### Exercise aim
The following entries are to be retyped in full, exactly as written.
***
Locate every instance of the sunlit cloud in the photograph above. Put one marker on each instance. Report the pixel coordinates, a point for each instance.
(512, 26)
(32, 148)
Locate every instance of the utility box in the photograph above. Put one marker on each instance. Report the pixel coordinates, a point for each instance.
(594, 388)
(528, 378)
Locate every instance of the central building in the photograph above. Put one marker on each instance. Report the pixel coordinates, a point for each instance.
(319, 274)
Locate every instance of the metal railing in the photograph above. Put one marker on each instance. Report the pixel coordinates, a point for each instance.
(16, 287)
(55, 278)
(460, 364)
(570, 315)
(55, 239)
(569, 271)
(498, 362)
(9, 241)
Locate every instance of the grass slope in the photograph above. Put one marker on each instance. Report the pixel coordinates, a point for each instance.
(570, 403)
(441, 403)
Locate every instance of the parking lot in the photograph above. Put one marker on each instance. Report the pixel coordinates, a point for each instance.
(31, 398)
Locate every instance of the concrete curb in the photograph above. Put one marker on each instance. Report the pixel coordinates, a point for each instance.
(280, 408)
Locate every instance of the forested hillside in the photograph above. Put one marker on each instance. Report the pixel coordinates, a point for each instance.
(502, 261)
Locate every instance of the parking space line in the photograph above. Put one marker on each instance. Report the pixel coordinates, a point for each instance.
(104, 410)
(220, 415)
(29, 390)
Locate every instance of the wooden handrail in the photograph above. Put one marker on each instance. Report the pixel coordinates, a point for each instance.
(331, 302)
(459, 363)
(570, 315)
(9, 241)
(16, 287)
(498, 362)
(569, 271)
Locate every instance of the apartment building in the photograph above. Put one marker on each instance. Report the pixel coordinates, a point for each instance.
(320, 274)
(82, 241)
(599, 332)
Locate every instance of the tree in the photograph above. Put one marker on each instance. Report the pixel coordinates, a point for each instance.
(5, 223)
***
### Response to the exercise
Locate every instance of the sunlit cloud in the photograph above. Put one marker on each instance. Report the pixel coordinates, a point for each instance.
(512, 26)
(32, 148)
Locate every instance of the utility box in the photograph above. Put one marker on each instance. Report the pixel coordinates, a point for each instance.
(594, 388)
(528, 378)
Locate every instance of the central building in the photograph above. Put one marker on each instance. Report the pixel coordinates, a point for each instance.
(319, 274)
Locate every instance of the metal railing in the photograph above. Put one marker on each instance. Report the pixel coordinates, a point for each instance.
(16, 287)
(55, 278)
(460, 364)
(570, 315)
(55, 239)
(569, 271)
(498, 362)
(9, 241)
Locate every instance of the grass slope in the photograph above. Put one marker on each instance. Report the pixel coordinates, a point for each instance.
(570, 403)
(441, 403)
Locate every instance of the parking lot in the photograph above. Put one marker on each instance. Report the pixel coordinates, a point for each instance.
(31, 398)
Locate every instance of the concrete curb in the photograph above. Put one marker on each instance. Report the pixel coordinates, a point for each instance.
(280, 408)
Locate every instance of the forested hillside in the photograph above. Put one marker on each instance. Report the pixel coordinates, a point for each instance.
(502, 261)
Locate every instance of the parking space line in the photograph above. Put one marker on each instance. Report the pixel coordinates, a point for each instance.
(104, 410)
(220, 415)
(29, 390)
Locate every instance of the wooden handrail in the photograph above. Put one marker on each instance. Report the pixel coordinates, a point for each instance.
(331, 302)
(459, 363)
(570, 315)
(9, 241)
(16, 287)
(498, 362)
(569, 271)
Locate every instance of the apartment building in the photograph above. Put one marker on each instance. Report the pixel coordinates, a point for each instance.
(320, 274)
(82, 241)
(599, 332)
Locate every instance of the tree in the photograph above. Put one marker on each instance. Report the pixel coordinates, a point for each instance.
(5, 223)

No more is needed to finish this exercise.